**WORK TASK:** What you return must be the lines of the data that hold the word "below".

[Extracted data entries]
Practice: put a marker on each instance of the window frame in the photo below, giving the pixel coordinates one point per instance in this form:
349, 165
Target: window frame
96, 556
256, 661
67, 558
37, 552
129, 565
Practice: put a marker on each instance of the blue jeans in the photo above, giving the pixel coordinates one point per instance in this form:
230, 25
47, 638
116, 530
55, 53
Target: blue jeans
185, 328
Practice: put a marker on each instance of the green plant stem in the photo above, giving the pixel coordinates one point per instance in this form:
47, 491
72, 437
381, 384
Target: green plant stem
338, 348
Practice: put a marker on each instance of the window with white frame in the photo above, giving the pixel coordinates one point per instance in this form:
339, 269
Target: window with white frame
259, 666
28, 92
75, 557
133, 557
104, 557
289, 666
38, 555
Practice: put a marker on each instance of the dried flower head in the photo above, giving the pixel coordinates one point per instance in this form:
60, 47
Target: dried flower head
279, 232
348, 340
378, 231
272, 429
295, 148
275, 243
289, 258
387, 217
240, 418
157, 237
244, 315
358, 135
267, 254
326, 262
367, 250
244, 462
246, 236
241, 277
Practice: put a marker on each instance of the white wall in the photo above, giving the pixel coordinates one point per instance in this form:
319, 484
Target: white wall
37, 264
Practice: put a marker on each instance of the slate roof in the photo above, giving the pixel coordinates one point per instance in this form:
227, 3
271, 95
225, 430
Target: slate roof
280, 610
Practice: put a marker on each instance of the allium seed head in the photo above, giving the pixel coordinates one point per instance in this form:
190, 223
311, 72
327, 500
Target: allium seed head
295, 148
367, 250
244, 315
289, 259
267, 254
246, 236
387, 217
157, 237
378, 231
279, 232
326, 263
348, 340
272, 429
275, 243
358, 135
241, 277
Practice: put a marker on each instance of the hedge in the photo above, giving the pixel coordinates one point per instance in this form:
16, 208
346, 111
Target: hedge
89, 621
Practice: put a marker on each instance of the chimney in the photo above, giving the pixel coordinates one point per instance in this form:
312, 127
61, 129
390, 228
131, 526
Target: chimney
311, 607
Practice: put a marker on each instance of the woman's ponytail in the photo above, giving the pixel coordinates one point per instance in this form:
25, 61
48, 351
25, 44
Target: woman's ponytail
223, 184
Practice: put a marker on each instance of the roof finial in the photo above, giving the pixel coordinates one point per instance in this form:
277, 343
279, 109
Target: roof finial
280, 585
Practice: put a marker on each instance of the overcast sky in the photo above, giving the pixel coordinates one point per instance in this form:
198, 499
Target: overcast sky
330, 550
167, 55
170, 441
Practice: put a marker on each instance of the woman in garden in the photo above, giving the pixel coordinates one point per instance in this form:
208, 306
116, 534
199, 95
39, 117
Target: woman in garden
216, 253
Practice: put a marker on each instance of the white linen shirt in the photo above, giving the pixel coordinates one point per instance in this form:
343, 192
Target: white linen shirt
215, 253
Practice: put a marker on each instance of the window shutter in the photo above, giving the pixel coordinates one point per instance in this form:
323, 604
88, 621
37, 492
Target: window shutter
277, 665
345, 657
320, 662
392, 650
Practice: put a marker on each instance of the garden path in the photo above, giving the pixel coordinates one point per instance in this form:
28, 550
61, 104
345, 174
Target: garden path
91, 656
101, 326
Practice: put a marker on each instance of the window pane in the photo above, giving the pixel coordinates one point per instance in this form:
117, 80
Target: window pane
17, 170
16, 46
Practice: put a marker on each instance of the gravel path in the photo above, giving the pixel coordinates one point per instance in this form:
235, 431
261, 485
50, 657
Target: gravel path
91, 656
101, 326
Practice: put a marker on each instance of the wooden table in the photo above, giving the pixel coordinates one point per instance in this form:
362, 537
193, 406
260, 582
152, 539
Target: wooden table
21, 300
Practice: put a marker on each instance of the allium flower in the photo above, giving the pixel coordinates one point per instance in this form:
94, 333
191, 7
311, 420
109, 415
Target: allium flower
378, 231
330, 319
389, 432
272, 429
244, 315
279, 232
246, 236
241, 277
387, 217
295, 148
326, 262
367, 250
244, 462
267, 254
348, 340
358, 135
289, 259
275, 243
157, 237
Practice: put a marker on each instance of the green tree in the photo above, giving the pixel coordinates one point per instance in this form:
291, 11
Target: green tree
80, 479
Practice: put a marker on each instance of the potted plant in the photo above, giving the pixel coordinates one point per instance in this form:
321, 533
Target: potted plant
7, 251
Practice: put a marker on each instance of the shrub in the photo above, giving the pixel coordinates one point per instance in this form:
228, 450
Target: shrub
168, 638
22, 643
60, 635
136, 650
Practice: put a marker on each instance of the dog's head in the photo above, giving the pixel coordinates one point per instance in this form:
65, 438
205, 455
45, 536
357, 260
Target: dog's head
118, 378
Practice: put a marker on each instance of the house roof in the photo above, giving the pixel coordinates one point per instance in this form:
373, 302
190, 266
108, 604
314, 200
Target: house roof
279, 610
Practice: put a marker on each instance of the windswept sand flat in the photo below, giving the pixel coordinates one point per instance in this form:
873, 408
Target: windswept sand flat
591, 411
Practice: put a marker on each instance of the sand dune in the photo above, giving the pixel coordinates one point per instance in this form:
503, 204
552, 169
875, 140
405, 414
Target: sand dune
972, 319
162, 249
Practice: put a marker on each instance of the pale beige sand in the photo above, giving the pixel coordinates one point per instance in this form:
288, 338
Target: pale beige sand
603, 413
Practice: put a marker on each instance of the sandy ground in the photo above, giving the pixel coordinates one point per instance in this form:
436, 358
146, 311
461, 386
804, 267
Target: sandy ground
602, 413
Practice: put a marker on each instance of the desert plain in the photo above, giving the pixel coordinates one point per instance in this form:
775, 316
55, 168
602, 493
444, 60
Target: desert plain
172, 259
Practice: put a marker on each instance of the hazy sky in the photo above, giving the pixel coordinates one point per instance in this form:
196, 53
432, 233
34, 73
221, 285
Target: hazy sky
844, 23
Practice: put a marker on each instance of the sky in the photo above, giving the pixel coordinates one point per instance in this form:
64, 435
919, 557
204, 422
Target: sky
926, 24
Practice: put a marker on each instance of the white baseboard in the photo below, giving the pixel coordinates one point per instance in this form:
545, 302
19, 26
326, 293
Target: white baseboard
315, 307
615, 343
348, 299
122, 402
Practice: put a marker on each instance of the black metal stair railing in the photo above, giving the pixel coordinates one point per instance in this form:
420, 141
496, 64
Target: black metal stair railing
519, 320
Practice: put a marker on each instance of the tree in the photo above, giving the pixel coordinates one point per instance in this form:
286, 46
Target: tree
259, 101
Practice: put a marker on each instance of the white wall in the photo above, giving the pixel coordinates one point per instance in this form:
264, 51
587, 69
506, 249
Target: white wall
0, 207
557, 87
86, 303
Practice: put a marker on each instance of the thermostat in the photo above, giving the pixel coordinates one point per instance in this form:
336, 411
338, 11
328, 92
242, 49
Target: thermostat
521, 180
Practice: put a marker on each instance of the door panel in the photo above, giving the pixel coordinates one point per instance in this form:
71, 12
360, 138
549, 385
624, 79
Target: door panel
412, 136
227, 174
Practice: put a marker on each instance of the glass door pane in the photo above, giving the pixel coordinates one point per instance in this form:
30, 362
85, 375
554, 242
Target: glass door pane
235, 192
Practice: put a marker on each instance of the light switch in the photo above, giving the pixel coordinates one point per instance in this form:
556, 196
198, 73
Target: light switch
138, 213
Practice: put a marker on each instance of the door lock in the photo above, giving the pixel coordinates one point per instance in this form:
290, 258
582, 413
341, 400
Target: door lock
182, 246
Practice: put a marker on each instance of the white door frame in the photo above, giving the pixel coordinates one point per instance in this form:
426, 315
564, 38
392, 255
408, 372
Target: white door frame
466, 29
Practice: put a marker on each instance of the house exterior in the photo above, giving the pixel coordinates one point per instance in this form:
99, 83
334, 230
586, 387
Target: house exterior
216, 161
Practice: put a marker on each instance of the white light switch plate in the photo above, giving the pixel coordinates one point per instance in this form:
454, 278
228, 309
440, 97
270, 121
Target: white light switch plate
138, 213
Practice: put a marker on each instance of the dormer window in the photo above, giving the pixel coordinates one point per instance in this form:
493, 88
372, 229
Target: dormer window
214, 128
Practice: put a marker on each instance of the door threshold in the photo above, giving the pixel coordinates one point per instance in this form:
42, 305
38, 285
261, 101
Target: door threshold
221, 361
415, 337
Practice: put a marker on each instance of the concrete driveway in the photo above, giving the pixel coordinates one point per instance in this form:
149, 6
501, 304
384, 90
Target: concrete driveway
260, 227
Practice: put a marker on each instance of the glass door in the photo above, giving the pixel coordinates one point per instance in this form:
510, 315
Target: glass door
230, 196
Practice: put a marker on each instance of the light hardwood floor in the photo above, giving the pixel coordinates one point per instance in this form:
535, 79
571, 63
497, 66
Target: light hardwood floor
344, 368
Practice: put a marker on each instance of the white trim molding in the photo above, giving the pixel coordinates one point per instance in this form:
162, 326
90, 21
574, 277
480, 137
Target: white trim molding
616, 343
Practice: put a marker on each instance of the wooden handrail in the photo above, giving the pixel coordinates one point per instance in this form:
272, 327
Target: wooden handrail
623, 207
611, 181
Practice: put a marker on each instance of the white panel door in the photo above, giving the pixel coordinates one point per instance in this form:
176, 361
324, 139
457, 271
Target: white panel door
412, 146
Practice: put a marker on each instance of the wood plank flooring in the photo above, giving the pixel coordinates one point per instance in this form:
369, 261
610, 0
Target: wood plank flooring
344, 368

**WRITTEN SOLUTION:**
Practice: put a marker on each instance of the window frame in the photo below, giving the pixel coordinates one point per instance in this form:
Practice: put a marker on each instance of the windswept sand flat in the photo below, giving the pixel coordinates one point per instance in this form:
Practice: put a marker on each instance of the white baseboard in the photo below, giving the pixel coordinates one point per instance in this form:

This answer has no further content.